■ Extract
= = = = =

How do you know your RAG system is working well? "It seems good" is not engineering. This module teaches you to measure, evaluate, and continuously monitor RAG quality with metrics and automated pipelines.
Retrieval Metrics
- Precision@K: Of the K retrieved chunks, how many were relevant?
- Recall@K: Of all relevant chunks, how many were retrieved?
- MRR: Mean Reciprocal Rank — how high is the first relevant result?
- NDCG: Normalized Discounted Cumulative Gain — relevance weighted by position
Groundedness Scoring
Is the generated answer actually supported by the retrieved context? A groundedness score measures what percentage of claims in the answer can be traced to the provided documents. Claims not in the context are potential hallucinations.

= = = = =

■ Required action 1
Name each retrieval metric that the RAG evaluation text lists.
■ Required action 2
Write the next part of the RAG evaluation text, beginning right after its final sentence.

= = = = =

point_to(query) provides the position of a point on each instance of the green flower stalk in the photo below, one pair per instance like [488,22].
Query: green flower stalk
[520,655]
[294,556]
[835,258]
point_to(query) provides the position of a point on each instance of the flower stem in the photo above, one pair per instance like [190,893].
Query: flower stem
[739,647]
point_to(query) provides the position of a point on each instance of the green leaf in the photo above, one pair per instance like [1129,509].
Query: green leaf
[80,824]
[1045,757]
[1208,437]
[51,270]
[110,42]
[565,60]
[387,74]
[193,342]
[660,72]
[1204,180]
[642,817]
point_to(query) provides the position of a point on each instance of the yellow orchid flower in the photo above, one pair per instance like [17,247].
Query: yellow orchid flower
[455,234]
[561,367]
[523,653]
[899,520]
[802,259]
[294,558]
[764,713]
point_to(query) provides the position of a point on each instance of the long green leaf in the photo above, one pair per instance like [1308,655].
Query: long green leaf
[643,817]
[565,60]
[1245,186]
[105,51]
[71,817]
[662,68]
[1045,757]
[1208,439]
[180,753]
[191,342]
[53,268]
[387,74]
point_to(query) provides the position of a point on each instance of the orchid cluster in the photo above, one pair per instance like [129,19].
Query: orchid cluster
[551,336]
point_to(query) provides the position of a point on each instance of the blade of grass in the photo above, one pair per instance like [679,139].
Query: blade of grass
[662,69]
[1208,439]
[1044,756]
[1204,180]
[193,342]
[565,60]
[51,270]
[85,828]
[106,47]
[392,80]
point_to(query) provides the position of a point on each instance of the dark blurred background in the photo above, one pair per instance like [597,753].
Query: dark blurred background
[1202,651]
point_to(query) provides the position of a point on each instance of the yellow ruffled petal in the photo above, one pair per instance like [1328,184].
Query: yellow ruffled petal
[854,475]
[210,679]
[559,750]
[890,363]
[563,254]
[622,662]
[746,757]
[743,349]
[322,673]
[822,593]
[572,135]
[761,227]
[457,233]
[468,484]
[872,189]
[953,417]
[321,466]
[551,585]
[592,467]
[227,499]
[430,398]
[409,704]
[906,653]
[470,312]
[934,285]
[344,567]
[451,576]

= = = = =

■ Result 1
Precision@K, Recall@K, MRR (Mean Reciprocal Rank), NDCG (Normalized Discounted Cumulative Gain)

■ Result 2
Hallucination Detection
# LLM-as-judge for hallucination detection
def detect_hallucinations(context: str, answer: str) -> dict:
response = claude.messages.create(
model="claude-sonnet-4-6",
system="""You are a hallucination detector. Given context and an answer,
identify every claim in the answer. For each claim, determine if it is
SUPPORTED by the context or NOT SUPPORTED. Return a JSON list.""",
messages=[{"role": "user", "content": f"Context: {context}\n\nAnswer: {answer}"}],
)
return parse_json(response.content[0].text)
Continuous Evaluation
Run evaluation on every change: new embedding model, new chunking strategy, new retrieval method. Automate in CI/CD. Track metrics over time. Set quality thresholds that block deployment if retrieval quality degrades.